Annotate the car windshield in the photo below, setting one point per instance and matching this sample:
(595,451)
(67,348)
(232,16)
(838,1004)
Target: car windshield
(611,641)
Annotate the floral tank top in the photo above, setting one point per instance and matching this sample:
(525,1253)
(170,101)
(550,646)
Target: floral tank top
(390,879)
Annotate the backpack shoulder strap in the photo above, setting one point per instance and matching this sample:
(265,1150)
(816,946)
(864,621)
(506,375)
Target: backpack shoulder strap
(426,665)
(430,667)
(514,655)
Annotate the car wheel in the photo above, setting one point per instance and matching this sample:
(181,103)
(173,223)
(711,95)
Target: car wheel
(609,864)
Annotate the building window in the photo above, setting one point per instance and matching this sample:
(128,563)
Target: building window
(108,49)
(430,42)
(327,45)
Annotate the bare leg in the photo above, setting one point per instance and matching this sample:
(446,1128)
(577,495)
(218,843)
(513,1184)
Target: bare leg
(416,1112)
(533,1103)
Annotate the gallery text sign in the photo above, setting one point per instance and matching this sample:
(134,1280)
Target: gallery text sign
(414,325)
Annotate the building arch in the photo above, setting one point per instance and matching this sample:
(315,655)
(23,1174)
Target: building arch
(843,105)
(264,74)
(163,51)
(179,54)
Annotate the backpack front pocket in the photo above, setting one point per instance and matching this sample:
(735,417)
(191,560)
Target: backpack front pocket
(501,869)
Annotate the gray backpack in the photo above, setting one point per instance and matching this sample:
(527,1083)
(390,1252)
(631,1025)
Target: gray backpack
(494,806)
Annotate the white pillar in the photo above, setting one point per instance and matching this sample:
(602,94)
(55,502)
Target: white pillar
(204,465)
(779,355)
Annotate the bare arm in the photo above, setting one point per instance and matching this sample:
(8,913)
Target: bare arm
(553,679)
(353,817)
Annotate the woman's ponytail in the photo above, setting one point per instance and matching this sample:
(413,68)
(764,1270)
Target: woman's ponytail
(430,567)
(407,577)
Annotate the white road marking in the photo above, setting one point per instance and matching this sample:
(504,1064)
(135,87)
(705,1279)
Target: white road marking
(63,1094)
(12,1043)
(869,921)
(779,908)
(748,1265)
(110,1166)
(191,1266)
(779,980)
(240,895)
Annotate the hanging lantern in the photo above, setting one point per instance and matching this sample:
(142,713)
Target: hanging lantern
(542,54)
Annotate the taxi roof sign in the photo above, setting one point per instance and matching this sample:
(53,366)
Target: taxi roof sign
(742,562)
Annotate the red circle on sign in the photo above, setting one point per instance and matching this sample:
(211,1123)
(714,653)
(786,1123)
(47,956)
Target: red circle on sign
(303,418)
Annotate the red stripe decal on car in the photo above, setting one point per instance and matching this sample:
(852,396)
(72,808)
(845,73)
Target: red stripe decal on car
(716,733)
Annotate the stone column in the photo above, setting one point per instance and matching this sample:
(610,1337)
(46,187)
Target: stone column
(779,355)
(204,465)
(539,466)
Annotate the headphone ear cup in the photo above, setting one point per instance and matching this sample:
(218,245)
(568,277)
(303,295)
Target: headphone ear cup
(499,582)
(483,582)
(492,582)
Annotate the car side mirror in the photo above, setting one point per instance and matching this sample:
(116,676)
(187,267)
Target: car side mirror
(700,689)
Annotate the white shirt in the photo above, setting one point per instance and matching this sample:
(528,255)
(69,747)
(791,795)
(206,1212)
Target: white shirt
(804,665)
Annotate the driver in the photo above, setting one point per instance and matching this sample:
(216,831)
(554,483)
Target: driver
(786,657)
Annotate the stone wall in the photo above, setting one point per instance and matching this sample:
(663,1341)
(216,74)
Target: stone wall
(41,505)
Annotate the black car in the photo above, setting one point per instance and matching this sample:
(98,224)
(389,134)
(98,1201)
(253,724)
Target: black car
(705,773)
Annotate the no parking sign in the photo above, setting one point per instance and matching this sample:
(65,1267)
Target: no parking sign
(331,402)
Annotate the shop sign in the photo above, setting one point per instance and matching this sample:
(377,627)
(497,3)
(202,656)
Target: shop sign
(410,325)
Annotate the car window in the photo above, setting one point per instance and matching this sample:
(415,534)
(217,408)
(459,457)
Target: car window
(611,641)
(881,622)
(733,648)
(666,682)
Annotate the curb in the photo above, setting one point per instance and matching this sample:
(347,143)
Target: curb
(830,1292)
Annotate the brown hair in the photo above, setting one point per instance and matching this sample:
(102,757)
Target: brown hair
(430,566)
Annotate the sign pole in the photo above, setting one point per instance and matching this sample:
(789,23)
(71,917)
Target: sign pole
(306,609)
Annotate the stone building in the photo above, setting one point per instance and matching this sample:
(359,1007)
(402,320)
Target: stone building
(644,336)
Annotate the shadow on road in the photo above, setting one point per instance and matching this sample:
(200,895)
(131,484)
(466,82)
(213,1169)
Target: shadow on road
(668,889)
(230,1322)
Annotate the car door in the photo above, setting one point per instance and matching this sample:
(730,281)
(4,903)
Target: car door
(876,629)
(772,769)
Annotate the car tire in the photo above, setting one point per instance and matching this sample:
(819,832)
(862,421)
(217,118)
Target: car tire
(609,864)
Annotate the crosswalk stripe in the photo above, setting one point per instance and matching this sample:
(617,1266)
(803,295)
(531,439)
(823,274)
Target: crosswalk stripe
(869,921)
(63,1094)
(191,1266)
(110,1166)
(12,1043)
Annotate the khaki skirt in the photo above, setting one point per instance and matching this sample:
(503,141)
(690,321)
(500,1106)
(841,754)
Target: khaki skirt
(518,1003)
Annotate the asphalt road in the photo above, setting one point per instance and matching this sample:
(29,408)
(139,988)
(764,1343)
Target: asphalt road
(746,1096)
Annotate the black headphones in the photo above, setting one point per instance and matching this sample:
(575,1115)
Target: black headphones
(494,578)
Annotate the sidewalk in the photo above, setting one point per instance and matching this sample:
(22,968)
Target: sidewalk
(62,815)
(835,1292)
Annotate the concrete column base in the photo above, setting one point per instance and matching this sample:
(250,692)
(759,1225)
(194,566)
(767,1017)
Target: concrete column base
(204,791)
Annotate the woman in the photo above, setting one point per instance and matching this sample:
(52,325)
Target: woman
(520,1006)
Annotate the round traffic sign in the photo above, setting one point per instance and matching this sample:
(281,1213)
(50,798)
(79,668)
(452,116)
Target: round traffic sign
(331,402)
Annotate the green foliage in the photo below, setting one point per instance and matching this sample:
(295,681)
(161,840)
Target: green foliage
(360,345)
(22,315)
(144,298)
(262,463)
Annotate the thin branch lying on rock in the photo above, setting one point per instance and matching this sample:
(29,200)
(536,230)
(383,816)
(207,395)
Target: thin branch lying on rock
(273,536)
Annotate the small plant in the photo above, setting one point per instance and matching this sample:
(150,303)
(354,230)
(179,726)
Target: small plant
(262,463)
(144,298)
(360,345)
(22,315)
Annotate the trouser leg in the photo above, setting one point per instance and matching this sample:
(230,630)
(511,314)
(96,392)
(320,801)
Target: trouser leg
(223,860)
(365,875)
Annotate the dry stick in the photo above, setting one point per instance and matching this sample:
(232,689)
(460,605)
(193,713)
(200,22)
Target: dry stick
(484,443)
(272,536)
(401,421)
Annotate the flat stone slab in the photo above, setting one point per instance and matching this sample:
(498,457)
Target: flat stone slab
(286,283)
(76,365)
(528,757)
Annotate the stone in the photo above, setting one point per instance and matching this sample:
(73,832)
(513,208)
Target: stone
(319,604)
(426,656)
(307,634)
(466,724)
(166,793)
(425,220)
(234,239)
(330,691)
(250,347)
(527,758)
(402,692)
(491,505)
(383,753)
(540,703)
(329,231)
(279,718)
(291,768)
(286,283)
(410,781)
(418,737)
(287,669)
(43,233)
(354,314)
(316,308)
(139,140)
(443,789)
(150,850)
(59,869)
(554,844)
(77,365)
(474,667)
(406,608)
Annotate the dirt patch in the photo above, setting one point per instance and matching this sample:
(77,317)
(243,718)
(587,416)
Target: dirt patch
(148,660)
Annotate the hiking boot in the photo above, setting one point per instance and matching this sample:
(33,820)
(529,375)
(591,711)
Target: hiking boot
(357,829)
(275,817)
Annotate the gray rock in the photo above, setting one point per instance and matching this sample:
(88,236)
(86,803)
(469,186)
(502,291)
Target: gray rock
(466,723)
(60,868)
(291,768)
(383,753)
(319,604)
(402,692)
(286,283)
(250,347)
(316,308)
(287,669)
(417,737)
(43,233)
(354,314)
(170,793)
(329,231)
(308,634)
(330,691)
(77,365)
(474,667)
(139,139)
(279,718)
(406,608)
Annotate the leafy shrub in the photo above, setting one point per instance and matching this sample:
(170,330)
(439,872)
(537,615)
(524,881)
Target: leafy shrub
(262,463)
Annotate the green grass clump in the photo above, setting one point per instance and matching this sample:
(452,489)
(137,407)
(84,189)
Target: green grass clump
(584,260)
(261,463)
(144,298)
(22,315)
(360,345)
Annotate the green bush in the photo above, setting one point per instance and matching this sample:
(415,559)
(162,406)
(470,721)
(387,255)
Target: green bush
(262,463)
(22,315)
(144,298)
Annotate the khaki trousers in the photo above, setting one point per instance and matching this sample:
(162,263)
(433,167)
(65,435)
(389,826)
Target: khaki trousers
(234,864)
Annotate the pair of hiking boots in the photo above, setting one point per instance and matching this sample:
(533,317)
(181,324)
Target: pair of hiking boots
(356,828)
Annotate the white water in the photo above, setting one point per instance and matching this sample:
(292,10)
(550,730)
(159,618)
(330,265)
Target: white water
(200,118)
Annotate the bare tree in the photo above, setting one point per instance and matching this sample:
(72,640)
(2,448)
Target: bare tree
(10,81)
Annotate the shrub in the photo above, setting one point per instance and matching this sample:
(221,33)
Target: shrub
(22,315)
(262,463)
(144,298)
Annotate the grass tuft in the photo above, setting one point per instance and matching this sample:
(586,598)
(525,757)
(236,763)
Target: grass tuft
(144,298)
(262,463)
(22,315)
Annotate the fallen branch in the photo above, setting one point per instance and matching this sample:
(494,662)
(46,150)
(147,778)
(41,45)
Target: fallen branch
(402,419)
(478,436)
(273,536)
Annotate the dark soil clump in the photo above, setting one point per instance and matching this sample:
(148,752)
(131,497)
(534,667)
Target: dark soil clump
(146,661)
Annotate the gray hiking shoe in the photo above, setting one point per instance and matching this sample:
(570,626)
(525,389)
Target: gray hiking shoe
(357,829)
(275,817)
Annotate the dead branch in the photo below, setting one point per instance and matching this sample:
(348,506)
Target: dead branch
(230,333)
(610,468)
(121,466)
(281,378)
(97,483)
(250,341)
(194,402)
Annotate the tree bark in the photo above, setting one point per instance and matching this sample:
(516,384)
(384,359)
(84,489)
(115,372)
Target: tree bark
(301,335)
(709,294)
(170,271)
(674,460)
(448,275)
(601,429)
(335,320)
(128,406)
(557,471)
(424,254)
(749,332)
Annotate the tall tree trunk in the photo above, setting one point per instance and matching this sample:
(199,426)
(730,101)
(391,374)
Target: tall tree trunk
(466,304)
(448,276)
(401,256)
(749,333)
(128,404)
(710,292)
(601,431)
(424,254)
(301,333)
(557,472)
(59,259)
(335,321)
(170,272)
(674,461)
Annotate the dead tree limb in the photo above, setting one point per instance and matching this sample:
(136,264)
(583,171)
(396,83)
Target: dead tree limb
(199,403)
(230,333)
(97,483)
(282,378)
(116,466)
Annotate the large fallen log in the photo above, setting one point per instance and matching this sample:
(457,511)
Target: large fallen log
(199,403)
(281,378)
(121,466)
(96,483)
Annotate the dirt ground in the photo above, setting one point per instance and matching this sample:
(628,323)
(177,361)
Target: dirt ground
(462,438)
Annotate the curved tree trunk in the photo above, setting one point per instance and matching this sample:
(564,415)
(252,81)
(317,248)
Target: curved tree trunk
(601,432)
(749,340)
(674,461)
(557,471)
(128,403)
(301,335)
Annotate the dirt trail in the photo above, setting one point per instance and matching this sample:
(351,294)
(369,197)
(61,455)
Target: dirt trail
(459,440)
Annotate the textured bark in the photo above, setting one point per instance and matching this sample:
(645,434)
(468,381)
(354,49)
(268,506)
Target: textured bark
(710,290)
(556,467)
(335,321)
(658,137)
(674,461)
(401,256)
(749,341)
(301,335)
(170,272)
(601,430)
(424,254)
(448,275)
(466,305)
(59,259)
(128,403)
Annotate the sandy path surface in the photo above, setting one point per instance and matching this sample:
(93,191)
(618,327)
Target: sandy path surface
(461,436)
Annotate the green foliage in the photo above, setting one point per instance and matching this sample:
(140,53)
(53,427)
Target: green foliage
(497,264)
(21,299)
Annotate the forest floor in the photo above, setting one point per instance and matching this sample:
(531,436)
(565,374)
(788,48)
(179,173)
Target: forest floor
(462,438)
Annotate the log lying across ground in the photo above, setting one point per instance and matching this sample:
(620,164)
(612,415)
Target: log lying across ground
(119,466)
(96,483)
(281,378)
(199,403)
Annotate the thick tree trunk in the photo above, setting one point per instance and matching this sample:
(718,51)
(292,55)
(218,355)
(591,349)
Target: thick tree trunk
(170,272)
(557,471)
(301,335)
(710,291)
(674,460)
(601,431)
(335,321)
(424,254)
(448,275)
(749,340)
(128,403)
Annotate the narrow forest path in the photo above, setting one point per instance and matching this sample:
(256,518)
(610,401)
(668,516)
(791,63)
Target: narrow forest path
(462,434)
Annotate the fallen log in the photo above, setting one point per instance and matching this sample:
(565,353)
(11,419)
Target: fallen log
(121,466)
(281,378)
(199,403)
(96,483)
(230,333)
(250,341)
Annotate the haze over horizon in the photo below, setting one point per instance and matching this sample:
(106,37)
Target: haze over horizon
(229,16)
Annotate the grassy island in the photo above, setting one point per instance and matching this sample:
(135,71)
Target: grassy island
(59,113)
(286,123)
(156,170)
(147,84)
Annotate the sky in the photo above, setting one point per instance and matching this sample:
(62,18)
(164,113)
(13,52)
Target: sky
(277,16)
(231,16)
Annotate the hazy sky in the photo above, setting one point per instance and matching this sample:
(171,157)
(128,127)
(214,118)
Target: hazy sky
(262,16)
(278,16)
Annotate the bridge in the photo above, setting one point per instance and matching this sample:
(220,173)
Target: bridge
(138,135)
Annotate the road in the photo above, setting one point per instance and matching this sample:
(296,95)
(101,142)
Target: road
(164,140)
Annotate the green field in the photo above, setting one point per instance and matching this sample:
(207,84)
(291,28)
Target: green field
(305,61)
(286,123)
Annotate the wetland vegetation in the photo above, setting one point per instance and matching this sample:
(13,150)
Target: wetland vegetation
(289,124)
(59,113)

########################################

**THE TASK**
Rewrite the entries above as a numbered list, from the line that contains "Annotate the grassy" through the end of the entries, leaving out blank lines.

**TASK ANSWER**
1. Annotate the grassy island in the photo above, setting one point per instance and matching this sample:
2. (135,71)
3. Target: grassy island
4. (59,113)
5. (286,123)
6. (156,170)
7. (147,84)
8. Annotate the sky in the photo above, setting one point per instance and matching this sample:
9. (62,18)
10. (164,113)
11. (13,52)
12. Target: sky
13. (277,16)
14. (231,16)
15. Annotate the hazy sky in the photo above, setting one point per instance and matching this sample:
16. (171,157)
17. (128,127)
18. (214,118)
19. Target: hazy sky
20. (262,16)
21. (278,16)
22. Annotate the bridge in the photo above, setting one point per instance and matching this sample:
23. (220,173)
24. Target: bridge
25. (138,135)
26. Annotate the road in the photo above, setting one point per instance and matching this sample:
27. (296,95)
28. (101,142)
29. Target: road
30. (164,140)
31. Annotate the green field in the photo above, setting one point per instance and matching this sample:
32. (207,84)
33. (291,28)
34. Target: green field
35. (305,61)
36. (286,123)
37. Annotate the wetland vegetation in the photo above, setting one point per instance and matching this sample:
38. (13,150)
39. Target: wetland vegetation
40. (289,124)
41. (59,113)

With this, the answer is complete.